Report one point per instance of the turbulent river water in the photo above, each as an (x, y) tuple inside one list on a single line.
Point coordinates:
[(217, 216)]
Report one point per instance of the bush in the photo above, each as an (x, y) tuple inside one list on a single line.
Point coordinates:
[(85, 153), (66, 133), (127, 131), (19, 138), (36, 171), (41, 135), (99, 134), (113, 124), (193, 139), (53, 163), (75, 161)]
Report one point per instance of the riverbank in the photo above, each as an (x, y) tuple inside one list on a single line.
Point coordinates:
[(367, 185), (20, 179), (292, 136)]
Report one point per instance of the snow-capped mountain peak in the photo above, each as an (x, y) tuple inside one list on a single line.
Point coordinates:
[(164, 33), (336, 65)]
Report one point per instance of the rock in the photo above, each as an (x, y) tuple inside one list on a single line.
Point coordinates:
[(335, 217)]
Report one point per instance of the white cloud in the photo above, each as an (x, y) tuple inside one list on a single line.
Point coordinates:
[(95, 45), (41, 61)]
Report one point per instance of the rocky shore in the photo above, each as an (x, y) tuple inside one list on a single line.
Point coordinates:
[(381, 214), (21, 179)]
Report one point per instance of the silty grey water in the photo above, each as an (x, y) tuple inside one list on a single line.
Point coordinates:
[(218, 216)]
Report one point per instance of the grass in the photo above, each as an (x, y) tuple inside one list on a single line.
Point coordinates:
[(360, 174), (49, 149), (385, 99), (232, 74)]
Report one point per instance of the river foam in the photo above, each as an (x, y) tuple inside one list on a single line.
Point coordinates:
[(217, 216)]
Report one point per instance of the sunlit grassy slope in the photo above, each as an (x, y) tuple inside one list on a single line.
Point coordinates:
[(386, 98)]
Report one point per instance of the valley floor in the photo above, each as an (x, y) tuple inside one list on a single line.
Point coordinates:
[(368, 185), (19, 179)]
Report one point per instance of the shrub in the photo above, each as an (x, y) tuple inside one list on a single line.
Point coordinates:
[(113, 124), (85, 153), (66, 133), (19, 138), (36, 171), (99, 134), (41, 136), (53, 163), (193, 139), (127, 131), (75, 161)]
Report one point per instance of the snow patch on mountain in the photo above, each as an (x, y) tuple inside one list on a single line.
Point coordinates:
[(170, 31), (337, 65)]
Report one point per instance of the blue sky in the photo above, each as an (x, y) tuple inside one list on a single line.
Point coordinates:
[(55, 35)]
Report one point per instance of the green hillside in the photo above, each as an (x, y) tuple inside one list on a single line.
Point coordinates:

---

ABOUT THIS TASK:
How many lines in the material contain the string "mountain"? Reply with the number and nothing else.

ANSWER TO THIS TASK:
2